:: 閱讀文本 ::
我沒見過他喝醉過,可那次他醉得直搖晃肩膀,
他盯著腳尖和我說:“我捱過餓。”
彼時,他酒氣滿身滿臉赭紅。
這個男人在仫佬山寨長大,成年之前吃肉的次數
兩隻手就能數過來。年少時迫於生計,跟著同鄉在離
家千里的建築工地打工,扛水泥,切割鋼筋,在沒有
保護的腳手架上結束了自己的青春期。
他因為飯量大而被工頭奚落,為了唱一次街頭卡
拉OK 而生平第一次進理髮店。被欠薪,討薪水被打
成重傷,見識了江湖郎中的虎狼藥,同鄉冷漠的臉,
然後帶著滿腹委屈和對這個世界的不解去流浪。在不
同的城市不同的鄉村裡被迫接受不同程度的屈辱,他
住過收容所,也住過水泥管,偶爾靠力氣換來一些糧
食,卻始終被飢餓的恐怖籠罩。
:::
:: 資料摘錄 ::
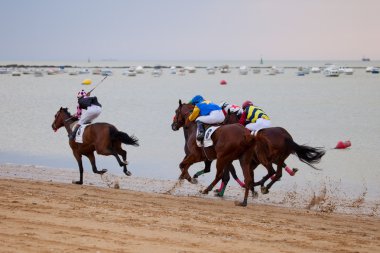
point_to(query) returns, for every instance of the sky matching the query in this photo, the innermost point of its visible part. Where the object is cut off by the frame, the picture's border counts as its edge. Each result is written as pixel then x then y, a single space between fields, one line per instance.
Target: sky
:::
▸ **要做的事**:
1. 依據閱讀文本回答:
(a) 那次喝醉時,他盯著腳尖對「我」說了什麼?
(b) 他成年之前吃肉的次數有多少?
(c) 流浪期間他住過哪兩種地方?
2. 將閱讀文本中以「他因為飯量大」開頭的段落改寫成條列,保留主要事實。
以上資料行與此處內容無關。

▸ **各題答案**:
1.
(a) 「我捱過餓。」
(b) 兩隻手就能數過來。
(c) 收容所和水泥管。

2.
- 因飯量大被工頭奚落
- 為了唱一次街頭卡拉OK,生平第一次進理髮店
- 被欠薪,討薪水時被打成重傷
- 見識了江湖郎中的虎狼藥和同鄉冷漠的臉
- 帶著滿腹委屈和對世界的不解去流浪,在不同的城市和鄉村被迫受辱
- 住過收容所和水泥管,偶爾靠力氣換來一些糧食,卻始終被飢餓的恐怖籠罩